DOCUMENT SEGMENT:
Can video games have the potential to help overweight children increase physical activity and improve their health? The benefits of exergames were demonstrated in a trial conducted by Louisiana State University (LSU).

The paper titled "Home-based exergaming among children with overweight and obesity: a randomized clinical trial" was published in the journal Pediatric Obesity on July 20.

"Screens are everywhere in our lives, and they are here to stay. Kids spend half their waking hours in front of screens," said lead researcher Dr. Amanda Staiano from the Pennington Biomedical Research Center at LSU.

"I'm looking for ways to use those screens — smartphones, computers, televisions, and tablets — to incorporate more physical activity into kids' lives."

The new study recruited 46 children who aged 10 to 12 and were overweight or obese. Around half the participants were girls while more than half were African-American. The children were randomly assigned to either a control group of 23 families or a "gaming" group of 23 families.

Children from the gaming group were given an Xbox 360, Kinect and four active-play video games, also known as exergames. These games use a form of technology that tracks body movement or reaction.

The children from the gaming group were encouraged to play them with their family or friends over the study period of six months. Meanwhile, those from the control group were not advised to make any changes to their usual routine and behaviors.

After six months, a 3 percent reduction in body mass index was observed in the gaming group while the control group saw a 1 percent increase. In addition, the former also increased their physical activity by 10 percent while the latter decreased their physical activity by 22 percent.

Children from the gaming group experienced a decrease in cholesterol levels by 7 percentiles while their counterparts saw an increase in 7 percentiles, which left them in the borderline category for high cholesterol.

According to reports, obesity rates among children have been on the rise in recent years in the United States. What is particularly concerning about early childhood obesity is the risk of the unhealthy body weight continuing into adulthood. 

"When you don't intervene with kids who are overweight, often their health risk factors and health behaviors worsen over time," Dr. Staiano said.

She added children who gain excessive weight can develop early signs of heart disease and diabetes, sometimes even struggle with problems like asthma or sleep apnea.

The findings suggested exergames, preferably combined with monitoring by a fitness coach, can be an effective intervention to tackle childhood obesity.

While they are certainly better than remaining sedentary, experts still do not encourage replacing traditional physical activities with exergames. Exposure to the outdoors and developing accuracy in sports are some of the benefits that cannot be offered by gaming.

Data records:
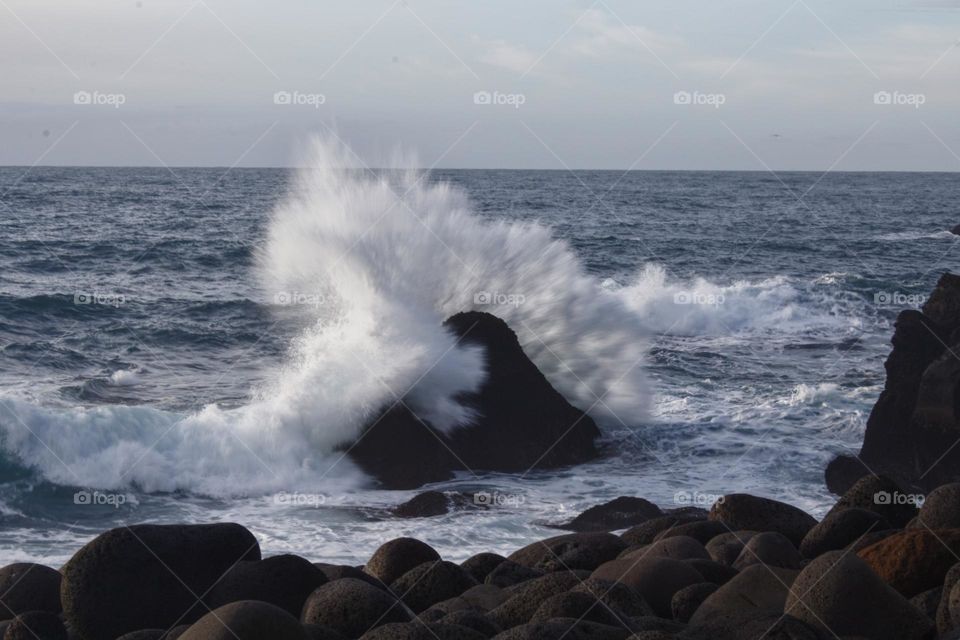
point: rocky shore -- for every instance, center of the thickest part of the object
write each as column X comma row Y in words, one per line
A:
column 876, row 567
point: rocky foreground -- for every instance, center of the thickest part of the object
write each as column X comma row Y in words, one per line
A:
column 875, row 567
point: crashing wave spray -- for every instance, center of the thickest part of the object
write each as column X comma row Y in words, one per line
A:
column 373, row 262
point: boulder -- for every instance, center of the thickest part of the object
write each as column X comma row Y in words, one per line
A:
column 686, row 601
column 509, row 573
column 522, row 422
column 284, row 581
column 619, row 513
column 755, row 591
column 526, row 598
column 771, row 549
column 726, row 547
column 430, row 583
column 572, row 551
column 352, row 607
column 877, row 494
column 34, row 625
column 912, row 428
column 480, row 565
column 655, row 579
column 646, row 532
column 914, row 561
column 743, row 511
column 246, row 620
column 148, row 576
column 25, row 586
column 841, row 528
column 941, row 508
column 396, row 557
column 839, row 593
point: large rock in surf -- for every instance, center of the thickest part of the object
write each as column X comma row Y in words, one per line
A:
column 915, row 423
column 523, row 422
column 148, row 576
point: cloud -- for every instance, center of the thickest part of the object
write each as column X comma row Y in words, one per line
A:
column 508, row 56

PARTS OF THE EXERCISE:
a: In the article on exergaming for overweight children, how many children did the study recruit, and how old were they?
b: According to the article on exergaming for overweight children, why do experts still not encourage replacing traditional physical activities with exergames?

TASK RESULTS:
a: The study recruited 46 children aged 10 to 12.

b: Exergames are better than staying sedentary, but they can't offer some benefits of traditional activities. Those benefits include exposure to the outdoors and developing accuracy in sports.